WHAT IS EXPECTED:
All lines from the one containing "Find and box each life ring." through the end of the data below are to be transcribed exactly. Leave out the rest.

[Collected data entries]
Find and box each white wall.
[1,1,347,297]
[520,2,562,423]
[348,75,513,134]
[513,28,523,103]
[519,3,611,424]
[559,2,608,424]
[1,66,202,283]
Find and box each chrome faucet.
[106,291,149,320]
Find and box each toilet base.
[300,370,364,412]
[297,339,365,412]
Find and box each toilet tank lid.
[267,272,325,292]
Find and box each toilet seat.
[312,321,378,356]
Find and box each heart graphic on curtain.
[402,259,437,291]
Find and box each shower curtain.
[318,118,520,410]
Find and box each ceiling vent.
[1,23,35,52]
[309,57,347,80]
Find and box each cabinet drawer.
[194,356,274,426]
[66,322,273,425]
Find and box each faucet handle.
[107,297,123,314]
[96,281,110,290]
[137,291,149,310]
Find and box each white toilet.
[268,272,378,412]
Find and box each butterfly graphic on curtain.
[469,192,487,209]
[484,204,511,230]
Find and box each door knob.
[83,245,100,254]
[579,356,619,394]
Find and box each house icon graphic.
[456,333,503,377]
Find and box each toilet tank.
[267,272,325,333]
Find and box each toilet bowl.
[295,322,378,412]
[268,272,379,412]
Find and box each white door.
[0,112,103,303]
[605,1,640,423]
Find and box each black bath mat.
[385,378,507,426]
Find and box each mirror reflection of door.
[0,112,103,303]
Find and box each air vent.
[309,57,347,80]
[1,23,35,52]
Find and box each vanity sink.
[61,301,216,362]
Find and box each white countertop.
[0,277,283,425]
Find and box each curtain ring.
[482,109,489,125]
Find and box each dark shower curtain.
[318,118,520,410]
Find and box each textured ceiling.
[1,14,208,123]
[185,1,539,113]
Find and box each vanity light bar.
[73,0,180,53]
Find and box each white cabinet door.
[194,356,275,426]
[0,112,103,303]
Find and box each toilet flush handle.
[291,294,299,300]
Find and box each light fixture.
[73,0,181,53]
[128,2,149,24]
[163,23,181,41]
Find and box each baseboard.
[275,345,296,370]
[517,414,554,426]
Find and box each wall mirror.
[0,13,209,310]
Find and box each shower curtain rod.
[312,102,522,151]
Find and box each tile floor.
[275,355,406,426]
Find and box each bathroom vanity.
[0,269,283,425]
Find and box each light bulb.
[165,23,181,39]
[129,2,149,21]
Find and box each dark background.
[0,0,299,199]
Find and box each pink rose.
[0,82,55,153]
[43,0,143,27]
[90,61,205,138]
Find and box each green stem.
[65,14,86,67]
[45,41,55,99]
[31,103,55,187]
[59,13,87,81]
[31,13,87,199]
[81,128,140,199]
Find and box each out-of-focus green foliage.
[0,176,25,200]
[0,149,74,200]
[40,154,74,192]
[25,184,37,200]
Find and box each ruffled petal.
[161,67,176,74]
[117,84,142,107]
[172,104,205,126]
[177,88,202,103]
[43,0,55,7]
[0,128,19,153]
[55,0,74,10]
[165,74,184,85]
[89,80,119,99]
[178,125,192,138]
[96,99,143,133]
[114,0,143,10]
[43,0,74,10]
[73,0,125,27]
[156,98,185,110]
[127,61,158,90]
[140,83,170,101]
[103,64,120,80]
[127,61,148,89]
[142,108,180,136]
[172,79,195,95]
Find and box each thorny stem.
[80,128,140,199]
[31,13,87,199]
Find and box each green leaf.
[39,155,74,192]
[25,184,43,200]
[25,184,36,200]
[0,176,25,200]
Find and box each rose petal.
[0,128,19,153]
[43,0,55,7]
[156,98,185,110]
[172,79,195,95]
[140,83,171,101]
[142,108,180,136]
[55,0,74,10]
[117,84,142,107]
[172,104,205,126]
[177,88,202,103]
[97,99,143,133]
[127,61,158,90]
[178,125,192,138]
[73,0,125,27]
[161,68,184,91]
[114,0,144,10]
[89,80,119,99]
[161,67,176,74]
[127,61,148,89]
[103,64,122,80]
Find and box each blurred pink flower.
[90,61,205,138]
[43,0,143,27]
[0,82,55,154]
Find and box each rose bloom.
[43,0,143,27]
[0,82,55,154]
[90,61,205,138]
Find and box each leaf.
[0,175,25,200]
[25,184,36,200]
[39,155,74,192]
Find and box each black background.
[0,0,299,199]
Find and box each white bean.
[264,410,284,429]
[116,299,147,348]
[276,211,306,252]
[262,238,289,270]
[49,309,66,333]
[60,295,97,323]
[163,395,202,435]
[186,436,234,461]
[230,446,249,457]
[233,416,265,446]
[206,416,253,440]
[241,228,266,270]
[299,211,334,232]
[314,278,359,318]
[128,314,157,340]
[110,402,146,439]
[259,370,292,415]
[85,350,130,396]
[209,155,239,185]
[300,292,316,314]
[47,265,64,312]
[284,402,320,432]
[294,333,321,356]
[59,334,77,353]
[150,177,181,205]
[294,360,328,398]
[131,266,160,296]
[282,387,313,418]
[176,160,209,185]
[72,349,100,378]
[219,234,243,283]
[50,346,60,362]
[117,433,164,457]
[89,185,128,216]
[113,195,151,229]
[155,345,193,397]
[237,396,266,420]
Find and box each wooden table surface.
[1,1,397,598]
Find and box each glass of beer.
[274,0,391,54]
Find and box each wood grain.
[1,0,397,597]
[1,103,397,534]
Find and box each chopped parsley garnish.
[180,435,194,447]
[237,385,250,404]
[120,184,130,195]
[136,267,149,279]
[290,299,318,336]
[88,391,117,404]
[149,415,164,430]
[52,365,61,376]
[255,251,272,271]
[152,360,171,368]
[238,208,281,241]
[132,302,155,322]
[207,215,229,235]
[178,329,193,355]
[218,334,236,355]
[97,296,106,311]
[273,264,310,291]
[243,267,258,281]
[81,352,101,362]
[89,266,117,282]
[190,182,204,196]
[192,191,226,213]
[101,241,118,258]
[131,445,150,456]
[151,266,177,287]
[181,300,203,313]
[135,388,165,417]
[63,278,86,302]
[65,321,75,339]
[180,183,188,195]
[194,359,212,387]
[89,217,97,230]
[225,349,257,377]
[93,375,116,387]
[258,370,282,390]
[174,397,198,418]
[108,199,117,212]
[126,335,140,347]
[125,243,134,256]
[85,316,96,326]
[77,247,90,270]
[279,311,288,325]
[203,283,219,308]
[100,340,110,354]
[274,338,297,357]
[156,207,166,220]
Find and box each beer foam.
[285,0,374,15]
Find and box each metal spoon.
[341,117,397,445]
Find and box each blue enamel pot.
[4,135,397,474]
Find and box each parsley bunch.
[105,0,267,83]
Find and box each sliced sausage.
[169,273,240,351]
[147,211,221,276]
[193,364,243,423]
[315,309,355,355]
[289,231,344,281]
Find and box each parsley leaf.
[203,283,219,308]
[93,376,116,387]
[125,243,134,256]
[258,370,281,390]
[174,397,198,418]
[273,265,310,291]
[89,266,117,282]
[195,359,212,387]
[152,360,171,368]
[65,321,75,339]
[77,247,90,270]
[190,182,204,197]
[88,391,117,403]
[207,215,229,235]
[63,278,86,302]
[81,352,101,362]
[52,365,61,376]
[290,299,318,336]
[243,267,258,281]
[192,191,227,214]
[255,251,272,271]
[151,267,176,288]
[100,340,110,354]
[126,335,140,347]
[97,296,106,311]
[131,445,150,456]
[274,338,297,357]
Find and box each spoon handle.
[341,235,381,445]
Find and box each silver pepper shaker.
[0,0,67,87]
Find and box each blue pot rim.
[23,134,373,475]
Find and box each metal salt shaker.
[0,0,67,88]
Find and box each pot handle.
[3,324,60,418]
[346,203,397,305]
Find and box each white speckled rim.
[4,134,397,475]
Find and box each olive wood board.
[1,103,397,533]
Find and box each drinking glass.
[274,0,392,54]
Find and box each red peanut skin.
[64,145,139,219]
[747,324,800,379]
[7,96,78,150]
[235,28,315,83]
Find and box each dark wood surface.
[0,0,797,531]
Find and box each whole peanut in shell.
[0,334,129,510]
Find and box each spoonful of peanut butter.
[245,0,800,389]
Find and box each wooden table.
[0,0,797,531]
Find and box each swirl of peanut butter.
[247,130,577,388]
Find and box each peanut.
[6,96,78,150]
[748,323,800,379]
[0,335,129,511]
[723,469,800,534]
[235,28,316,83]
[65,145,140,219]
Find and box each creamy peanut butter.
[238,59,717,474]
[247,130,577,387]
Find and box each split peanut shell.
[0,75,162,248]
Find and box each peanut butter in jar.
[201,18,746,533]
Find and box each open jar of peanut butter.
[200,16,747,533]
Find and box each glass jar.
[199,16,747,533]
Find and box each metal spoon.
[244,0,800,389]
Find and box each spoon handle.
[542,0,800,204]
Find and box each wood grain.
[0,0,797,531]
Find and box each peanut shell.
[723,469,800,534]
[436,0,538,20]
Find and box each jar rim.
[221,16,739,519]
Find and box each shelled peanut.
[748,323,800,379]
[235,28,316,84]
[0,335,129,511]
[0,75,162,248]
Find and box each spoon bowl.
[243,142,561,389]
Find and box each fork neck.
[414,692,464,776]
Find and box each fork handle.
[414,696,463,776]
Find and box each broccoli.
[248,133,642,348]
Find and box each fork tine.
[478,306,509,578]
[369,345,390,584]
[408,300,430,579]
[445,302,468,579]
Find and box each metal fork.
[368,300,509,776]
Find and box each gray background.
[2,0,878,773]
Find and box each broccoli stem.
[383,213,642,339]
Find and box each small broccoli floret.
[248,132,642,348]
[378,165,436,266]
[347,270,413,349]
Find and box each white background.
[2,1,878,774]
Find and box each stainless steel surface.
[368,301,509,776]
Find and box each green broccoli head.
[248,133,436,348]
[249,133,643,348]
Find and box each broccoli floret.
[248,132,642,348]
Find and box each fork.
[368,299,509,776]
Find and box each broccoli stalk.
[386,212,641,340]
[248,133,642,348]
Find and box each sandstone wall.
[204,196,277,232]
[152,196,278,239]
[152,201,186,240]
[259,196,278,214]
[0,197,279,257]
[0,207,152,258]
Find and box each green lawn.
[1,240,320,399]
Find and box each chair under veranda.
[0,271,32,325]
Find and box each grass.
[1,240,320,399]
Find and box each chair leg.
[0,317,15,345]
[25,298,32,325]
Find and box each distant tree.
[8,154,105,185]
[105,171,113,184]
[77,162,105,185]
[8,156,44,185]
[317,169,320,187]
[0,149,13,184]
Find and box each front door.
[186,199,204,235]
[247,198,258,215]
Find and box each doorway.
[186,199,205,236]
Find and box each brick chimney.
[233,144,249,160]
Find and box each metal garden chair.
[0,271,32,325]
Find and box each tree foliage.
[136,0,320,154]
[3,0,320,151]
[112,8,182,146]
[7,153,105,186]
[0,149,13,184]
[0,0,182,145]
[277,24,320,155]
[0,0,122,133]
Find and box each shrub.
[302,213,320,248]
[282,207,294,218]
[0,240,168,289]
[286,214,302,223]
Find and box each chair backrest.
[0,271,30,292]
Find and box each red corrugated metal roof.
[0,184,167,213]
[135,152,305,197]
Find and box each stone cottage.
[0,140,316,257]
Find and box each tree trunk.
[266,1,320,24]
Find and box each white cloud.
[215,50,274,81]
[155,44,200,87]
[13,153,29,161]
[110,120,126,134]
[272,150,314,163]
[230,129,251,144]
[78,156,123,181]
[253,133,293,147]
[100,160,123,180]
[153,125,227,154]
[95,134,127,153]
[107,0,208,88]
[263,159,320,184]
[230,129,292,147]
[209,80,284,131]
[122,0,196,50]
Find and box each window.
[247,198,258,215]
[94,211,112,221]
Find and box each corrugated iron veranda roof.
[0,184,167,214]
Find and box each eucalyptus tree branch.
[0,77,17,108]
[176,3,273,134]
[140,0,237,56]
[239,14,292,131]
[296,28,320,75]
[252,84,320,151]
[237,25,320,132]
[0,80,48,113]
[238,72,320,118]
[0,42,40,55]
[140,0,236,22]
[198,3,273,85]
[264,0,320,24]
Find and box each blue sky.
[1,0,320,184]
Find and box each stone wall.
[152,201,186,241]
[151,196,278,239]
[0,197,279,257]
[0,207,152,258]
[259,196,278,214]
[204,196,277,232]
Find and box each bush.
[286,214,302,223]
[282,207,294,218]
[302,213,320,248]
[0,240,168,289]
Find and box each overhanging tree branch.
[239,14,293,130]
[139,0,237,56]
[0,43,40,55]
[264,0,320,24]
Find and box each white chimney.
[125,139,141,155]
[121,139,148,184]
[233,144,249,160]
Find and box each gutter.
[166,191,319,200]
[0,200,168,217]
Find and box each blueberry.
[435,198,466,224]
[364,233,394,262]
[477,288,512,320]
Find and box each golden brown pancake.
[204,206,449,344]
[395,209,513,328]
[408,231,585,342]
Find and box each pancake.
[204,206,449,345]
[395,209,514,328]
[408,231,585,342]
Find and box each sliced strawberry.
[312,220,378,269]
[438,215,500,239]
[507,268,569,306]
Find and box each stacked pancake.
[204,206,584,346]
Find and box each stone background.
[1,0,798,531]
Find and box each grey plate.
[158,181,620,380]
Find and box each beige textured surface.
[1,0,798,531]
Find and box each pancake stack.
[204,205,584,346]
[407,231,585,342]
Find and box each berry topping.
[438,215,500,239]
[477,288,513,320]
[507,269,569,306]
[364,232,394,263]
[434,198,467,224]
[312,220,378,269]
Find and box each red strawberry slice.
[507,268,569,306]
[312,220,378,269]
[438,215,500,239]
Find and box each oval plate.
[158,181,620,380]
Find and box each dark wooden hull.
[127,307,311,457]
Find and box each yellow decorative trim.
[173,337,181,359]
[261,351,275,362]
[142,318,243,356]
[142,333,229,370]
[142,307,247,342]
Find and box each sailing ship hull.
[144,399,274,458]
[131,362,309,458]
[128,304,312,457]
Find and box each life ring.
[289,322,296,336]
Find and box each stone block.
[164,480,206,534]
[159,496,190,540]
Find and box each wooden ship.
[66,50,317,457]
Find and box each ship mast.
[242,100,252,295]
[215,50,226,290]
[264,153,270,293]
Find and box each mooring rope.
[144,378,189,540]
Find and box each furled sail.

COMPLETED EXERCISE:
Find and box each life ring.
[289,322,296,336]
Find and box each stone block.
[164,480,206,534]
[159,496,190,540]
Find and box each wooden ship.
[66,50,317,457]
Find and box each ship mast.
[242,100,252,295]
[215,50,226,290]
[264,153,270,293]
Find and box each mooring rope.
[144,378,189,540]
Find and box each furled sail.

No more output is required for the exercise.